WHAT TO PRODUCE: Take the line that contains "the puddle, then" and each line after it in the material below, and transcribe them exactly, stopping at the end.
====== SUPPLIED ENTRIES
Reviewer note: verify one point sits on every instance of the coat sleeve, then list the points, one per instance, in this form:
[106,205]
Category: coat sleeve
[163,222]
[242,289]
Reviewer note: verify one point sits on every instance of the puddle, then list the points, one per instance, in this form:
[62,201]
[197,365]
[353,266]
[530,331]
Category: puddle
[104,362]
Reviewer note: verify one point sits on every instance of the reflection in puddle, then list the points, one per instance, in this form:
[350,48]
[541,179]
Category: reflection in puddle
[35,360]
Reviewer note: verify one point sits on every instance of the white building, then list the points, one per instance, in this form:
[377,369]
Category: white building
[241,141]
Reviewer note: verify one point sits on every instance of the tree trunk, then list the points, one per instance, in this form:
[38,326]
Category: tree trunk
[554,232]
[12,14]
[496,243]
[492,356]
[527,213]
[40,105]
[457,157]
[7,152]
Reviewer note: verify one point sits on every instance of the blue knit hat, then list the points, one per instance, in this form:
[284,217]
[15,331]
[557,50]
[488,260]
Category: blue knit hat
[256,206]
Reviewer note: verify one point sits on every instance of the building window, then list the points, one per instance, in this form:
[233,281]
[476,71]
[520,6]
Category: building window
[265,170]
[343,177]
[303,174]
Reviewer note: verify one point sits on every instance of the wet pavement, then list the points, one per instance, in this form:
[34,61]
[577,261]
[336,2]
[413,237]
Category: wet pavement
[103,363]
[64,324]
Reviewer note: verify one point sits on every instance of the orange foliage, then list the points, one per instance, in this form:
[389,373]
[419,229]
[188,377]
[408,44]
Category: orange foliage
============
TASK ANSWER:
Reviewer note: verify one point sits on every instance of the puddle, then list the points, one per instance, in this form:
[62,201]
[197,365]
[353,266]
[530,331]
Category: puddle
[104,362]
Reviewer note: verify one point sits on every instance of the reflection in puddle, then list the points, one per instance, in this form:
[350,48]
[541,179]
Category: reflection in puddle
[35,360]
Reviewer note: verify one point sits on every instance of the white building, then list the points, one per instance, in this form:
[377,369]
Category: white building
[241,141]
Reviewer note: verify one point sits on every instance of the tree trunk, then list the points, one per instance, in this form:
[38,326]
Category: tree trunk
[554,232]
[12,14]
[496,243]
[492,356]
[527,213]
[40,105]
[457,157]
[7,152]
Reviewer note: verify one point sits on every instance of the blue knit hat, then list the points, one per instance, in this form:
[284,217]
[15,331]
[557,50]
[488,260]
Category: blue knit hat
[256,206]
Reviewer note: verify one point sits on every instance of the building window, then list the points, one per instance, in this form:
[233,281]
[476,71]
[520,6]
Category: building window
[265,170]
[343,177]
[303,174]
Reviewer note: verify one point sits on every instance of the wet pavement, then list the points, one per instance, in this form:
[34,61]
[577,261]
[336,2]
[413,237]
Category: wet pavement
[103,363]
[64,324]
Reviewer note: verify one point sits on every instance of the orange foliage, then list the points, one per instance, in this form:
[389,373]
[419,229]
[188,377]
[408,44]
Category: orange foliage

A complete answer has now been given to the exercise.